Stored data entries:
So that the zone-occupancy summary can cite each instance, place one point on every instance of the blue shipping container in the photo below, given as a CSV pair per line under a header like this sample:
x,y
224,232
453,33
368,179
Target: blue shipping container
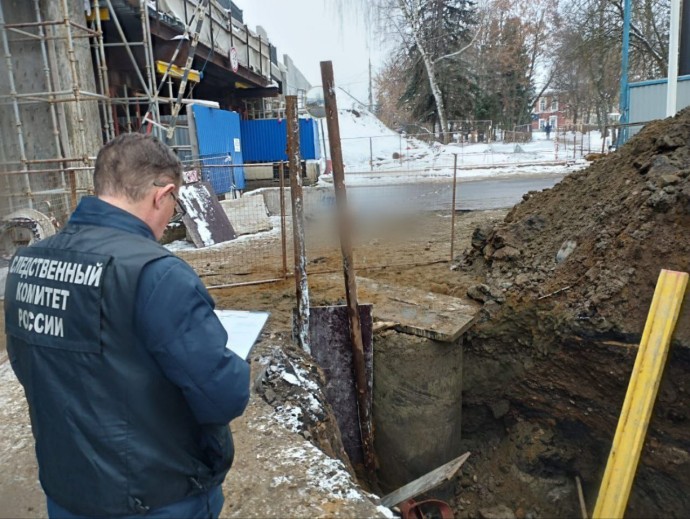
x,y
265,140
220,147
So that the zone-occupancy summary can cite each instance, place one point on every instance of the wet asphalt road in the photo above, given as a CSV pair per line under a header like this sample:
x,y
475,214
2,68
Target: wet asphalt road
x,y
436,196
...
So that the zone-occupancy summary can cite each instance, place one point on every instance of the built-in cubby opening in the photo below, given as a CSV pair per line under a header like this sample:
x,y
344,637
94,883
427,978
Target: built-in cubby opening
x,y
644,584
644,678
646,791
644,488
---
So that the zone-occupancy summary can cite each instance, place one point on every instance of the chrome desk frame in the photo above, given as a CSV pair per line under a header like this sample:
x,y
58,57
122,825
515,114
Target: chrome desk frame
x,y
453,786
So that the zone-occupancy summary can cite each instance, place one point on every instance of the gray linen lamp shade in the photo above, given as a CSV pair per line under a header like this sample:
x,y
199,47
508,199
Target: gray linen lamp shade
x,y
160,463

What to produce:
Search the records for the string "instance" and report each line that has it.

Answer for this exercise:
So that the zone-occupancy summary can cite each instance, place one point on every instance of the blue shipping container in the photo below, given as a CSV pair per line under a header like this sample:
So that the zone-occupancy summary can cite each instance, place one point on every instance of the wet asphalt road in the photo above, given as a CSV pair per line under a header like this sample:
So that the zone-occupancy summary can cite each instance, place one point on every instance of the built-in cubby opening in the photo below, given as a CSV pair per line under a header like this sample:
So that the zone-occupancy summary can cite each instance, place one point on every instance of the chrome desk frame in the photo above, given as a CSV pair per line under a header like this sample:
So that the zone-occupancy summary can cite each instance, place one point on every instance of the gray linen lamp shade in the photo above, given as a CSV pair per line under a header like this sample:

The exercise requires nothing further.